About this exercise – Please reproduce all entries word for word, leaving every image behind.

(Natural language region descriptions)
********************

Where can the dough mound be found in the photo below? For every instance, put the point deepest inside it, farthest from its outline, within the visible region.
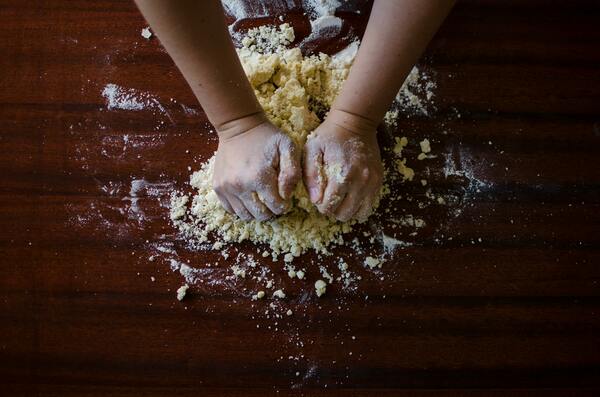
(295, 92)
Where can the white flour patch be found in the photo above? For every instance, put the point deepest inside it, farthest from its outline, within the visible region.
(242, 9)
(119, 98)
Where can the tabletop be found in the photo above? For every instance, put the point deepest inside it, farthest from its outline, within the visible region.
(497, 295)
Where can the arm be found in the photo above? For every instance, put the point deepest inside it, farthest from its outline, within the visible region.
(256, 166)
(396, 35)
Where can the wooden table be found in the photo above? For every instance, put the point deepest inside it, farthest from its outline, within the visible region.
(498, 295)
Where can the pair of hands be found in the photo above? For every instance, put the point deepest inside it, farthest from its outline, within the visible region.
(256, 171)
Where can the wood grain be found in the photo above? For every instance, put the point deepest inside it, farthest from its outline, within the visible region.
(509, 305)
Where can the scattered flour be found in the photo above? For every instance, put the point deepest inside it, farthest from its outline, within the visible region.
(320, 287)
(181, 291)
(294, 91)
(146, 33)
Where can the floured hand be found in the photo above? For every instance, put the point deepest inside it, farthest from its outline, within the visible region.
(343, 172)
(256, 172)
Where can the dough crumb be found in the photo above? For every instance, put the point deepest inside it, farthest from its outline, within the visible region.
(181, 291)
(320, 287)
(372, 263)
(146, 33)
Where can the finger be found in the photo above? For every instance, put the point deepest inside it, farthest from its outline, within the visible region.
(269, 195)
(313, 172)
(334, 194)
(289, 168)
(351, 204)
(256, 207)
(225, 202)
(239, 208)
(366, 207)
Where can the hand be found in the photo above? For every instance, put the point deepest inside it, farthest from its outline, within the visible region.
(256, 172)
(343, 172)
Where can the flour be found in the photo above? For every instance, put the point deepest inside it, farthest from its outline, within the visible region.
(146, 33)
(181, 291)
(320, 287)
(294, 91)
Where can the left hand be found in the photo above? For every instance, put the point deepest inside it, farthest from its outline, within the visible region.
(343, 172)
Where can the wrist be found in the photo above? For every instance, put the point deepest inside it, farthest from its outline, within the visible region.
(240, 125)
(352, 122)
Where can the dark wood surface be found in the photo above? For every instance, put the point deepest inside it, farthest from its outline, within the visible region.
(510, 304)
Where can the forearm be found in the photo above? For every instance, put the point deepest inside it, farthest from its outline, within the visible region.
(195, 35)
(396, 35)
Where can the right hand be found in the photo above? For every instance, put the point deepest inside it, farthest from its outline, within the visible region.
(256, 172)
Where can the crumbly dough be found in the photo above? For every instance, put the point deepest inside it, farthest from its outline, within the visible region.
(296, 92)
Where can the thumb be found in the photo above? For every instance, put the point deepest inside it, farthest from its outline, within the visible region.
(289, 168)
(313, 165)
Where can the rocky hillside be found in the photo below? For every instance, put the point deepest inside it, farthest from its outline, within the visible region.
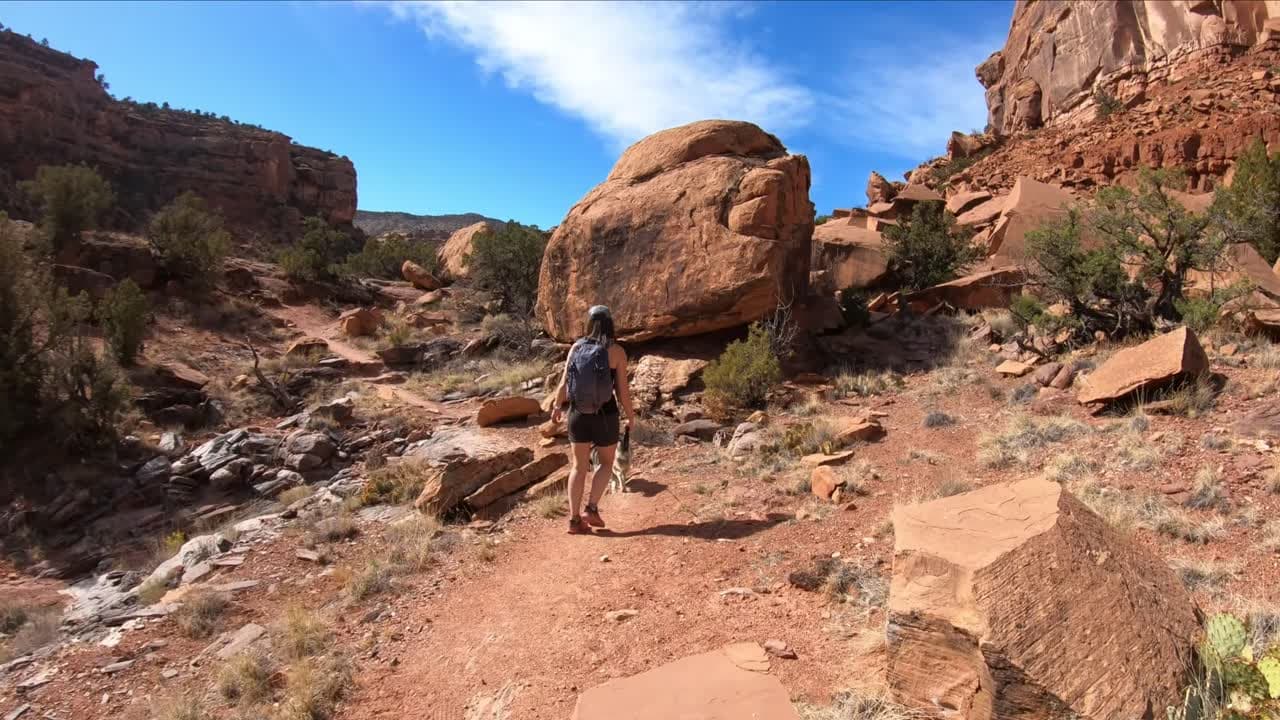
(438, 227)
(54, 109)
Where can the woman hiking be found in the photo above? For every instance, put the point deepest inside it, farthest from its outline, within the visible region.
(592, 387)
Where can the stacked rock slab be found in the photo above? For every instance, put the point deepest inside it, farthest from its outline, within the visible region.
(1018, 601)
(696, 228)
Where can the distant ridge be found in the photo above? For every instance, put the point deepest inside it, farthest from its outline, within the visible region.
(375, 223)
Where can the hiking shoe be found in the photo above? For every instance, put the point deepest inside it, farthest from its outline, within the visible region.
(592, 514)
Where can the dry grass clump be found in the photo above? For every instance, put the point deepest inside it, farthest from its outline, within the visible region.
(860, 705)
(412, 542)
(302, 633)
(1208, 492)
(865, 383)
(30, 629)
(549, 506)
(1022, 436)
(314, 689)
(938, 419)
(333, 529)
(374, 578)
(201, 613)
(1202, 574)
(246, 678)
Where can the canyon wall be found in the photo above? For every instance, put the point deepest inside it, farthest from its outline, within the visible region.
(55, 110)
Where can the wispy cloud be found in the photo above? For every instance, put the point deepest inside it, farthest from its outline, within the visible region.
(906, 103)
(626, 68)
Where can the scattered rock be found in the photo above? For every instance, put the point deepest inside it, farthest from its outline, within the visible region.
(997, 595)
(506, 409)
(1144, 368)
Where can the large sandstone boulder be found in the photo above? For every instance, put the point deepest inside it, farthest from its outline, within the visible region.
(850, 255)
(696, 228)
(1018, 601)
(462, 461)
(722, 684)
(1156, 363)
(452, 255)
(1057, 51)
(1028, 206)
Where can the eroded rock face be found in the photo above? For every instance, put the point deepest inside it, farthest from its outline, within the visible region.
(452, 255)
(1018, 601)
(1174, 355)
(53, 112)
(696, 228)
(1059, 50)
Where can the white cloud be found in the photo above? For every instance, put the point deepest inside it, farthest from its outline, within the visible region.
(908, 103)
(626, 68)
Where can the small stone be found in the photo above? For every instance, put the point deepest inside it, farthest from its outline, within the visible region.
(778, 648)
(621, 615)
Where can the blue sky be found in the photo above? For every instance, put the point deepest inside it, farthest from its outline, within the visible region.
(517, 110)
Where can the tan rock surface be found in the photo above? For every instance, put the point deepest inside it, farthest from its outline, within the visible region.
(696, 228)
(461, 461)
(455, 250)
(506, 409)
(1016, 601)
(851, 255)
(721, 684)
(1173, 355)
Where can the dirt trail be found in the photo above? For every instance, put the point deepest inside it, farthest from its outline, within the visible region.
(530, 627)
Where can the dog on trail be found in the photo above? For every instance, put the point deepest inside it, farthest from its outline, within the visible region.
(621, 463)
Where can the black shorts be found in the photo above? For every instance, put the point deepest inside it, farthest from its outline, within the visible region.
(599, 429)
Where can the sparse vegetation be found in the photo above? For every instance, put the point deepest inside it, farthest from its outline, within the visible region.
(928, 249)
(123, 314)
(190, 238)
(745, 373)
(72, 199)
(201, 613)
(507, 261)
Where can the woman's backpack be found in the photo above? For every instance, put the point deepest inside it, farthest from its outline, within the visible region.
(590, 383)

********************

Result for this task –
Where can the dough mound be found in the photo below? For every instance, put the point deepest inside it, farthest from its outline, within the visible region.
(295, 92)
Where can the white flour patch be found in the photo above? For every instance, put the point deepest inside it, farthest from its outline, within the visible region.
(242, 9)
(119, 98)
Where can the tabletop be found in the photo above? For every instance, put the point deepest inside it, farthest from its outline, within the visible region.
(497, 295)
Where can the arm be found in the photo above? For every instance, put the point deepest inside it, farthest from its outline, within the visible region.
(256, 166)
(396, 35)
Where can the wooden table be found in the photo above? For every instance, put the point deepest inside it, farthest from its outline, within the visible region.
(498, 295)
Where can the pair of hands be found in the photo above? For every instance, put the point deepest inside it, farthest from its outline, within the visible region.
(256, 171)
Where can the wood grain be found in the photo above? For every instance, put the point deepest inside it, farthest from its outline, within the visible region.
(509, 305)
Where can the scattered flour be found in the photo above? For every instance, put the point deepest inside it, farthest from its outline, within the visible region.
(320, 287)
(181, 291)
(294, 91)
(146, 33)
Where can the floured hand be found in the photo above? For every instance, put the point deepest inside it, farthest from its outline, within the visible region.
(343, 172)
(256, 172)
Where can the dough crumb be found in the photo above? For every instance, put the point deepest inside it, farthest from its outline, within the visible region.
(181, 291)
(320, 287)
(372, 263)
(146, 33)
Where can the finger be found in the photo above? For every instance, put the point deepest inside it, farthest from its outline, within the visible region.
(269, 195)
(313, 172)
(334, 194)
(289, 168)
(351, 204)
(256, 207)
(225, 202)
(239, 208)
(366, 207)
Where can the hand be found in the photo above? For every instance, put the point deepest inside it, farthest from its outline, within the visible region.
(256, 172)
(343, 172)
Where can the flour be found in the photo above? For every instance, put the point deepest inside it, farthest from its outline, within the visible region.
(146, 33)
(181, 291)
(320, 287)
(294, 91)
Where can the left hand be found in the photo above? For every instance, put the point deepest inside it, farthest from its outline, within the visible region.
(343, 172)
Where can the wrist be found in the photo above? For every instance, put the point deepest inside it, farthest from its outline, within the visible region.
(240, 125)
(352, 122)
Where can the dark wood surface be found in the photo above? For every instance, put the point deepest inside it, farthest from its outline, within the visible region.
(510, 304)
Where can the forearm be found in the photo above? For every instance, put the point deepest inside it, farthest from its outline, within the visible region.
(195, 35)
(396, 35)
Where can the right hand be found in the photo above? For every instance, put the point deepest inside it, farthest from its outline, within the visible region.
(256, 172)
Where can the crumbly dough be found in the photo above? For every instance, put the point deepest inside it, farthest from its outline, within the visible region.
(296, 92)
Where can the thumb be found in the photo above? For every instance, put the point deepest inside it, farthest from its outline, within the visible region.
(289, 168)
(313, 165)
Where can the rocky hillside be found in the photo below? For every instance, put the point deepest inside it, farthest from its outline, within the visible region.
(438, 227)
(54, 109)
Where can the woman hiking be found in the photo above? For every instance, put the point deepest inside it, farthest from its outline, within the visible region.
(592, 387)
Where can the stacked rock slab be found in the photo above? For every instance, put the point deepest inside it, farthest from its outline, within the visible region.
(1018, 601)
(696, 228)
Where can the distant ridge be found in the photo above? For every instance, put the point deepest inside it, farthest from its outline, within the visible region.
(375, 223)
Where can the hiking shoe be found in the photo above? For every instance, put the point deepest inside it, farthest from its outline, within the visible region.
(592, 514)
Where can the dry grass clump be found in the photo above? For every instance, put the point deepest inside it, farthest from its outline, within the visible region.
(860, 705)
(412, 542)
(302, 633)
(1208, 492)
(865, 383)
(30, 629)
(549, 506)
(1022, 436)
(314, 689)
(938, 419)
(333, 529)
(374, 578)
(201, 613)
(1202, 574)
(246, 678)
Where can the canyon wall be found in the photo above? For every instance, put the point deepest inside it, farthest from its outline, within the visible region.
(55, 110)
Where can the wispy cloud be found in the photo above? For every instance, put the point deepest inside it, farthest from its outline, within the visible region.
(906, 103)
(626, 68)
Where can the scattered rock be found in the photo above? For every instance, put the point deepest inside it, farthest from its outline, within the visible region.
(997, 595)
(506, 409)
(1144, 368)
Where can the large sandstone boulder be found in the photo above? For every instance, put the point deepest inside it, farthest from its outline, within the visible region.
(850, 255)
(696, 228)
(1018, 601)
(462, 461)
(722, 684)
(1156, 363)
(452, 255)
(1057, 51)
(1028, 206)
Where can the eroded rock face be found in the photo above? For every instance, put the point deepest inside it, farthest from its outline, within the visible region.
(452, 255)
(1018, 601)
(1174, 355)
(53, 112)
(696, 228)
(1059, 50)
Where can the white cloud be found in the photo above? For every instance, put the point deepest inside it, farthest from its outline, within the visible region.
(908, 103)
(626, 68)
Where can the small stone be found in the photo above? For every instance, put the point deepest inside it, farthest from its outline, within the visible region.
(778, 648)
(621, 615)
Where can the blue sky be found in the photo above? For every instance, put the point deepest inside it, farthest from its outline, within the visible region.
(517, 110)
Where can the tan rock surface be found in the photo above? For every instance, put the point deepest inside it, farthest from its outline, within the visible region.
(696, 228)
(461, 461)
(455, 250)
(506, 409)
(1016, 601)
(851, 255)
(721, 684)
(1173, 355)
Where can the dirt trail be found in the photo above? For every instance, put the point deepest inside it, farthest from its outline, within the visible region.
(530, 627)
Where can the dog on trail be found in the photo above? For every instance, put the point deepest inside it, farthest from its outline, within the visible region.
(621, 463)
Where can the black shorts be found in the photo above? For every instance, put the point deepest inside it, farthest from its outline, within the visible region.
(599, 429)
Where can the sparse vegetation be found in the photo above? For every instance, put the point deepest inside it, farthest from its outline, within the visible region.
(928, 249)
(123, 314)
(190, 238)
(745, 373)
(72, 199)
(201, 613)
(507, 261)
Where can the woman's backpack be found in the photo above? For every instance, put the point deepest inside it, farthest from its outline, within the visible region.
(590, 383)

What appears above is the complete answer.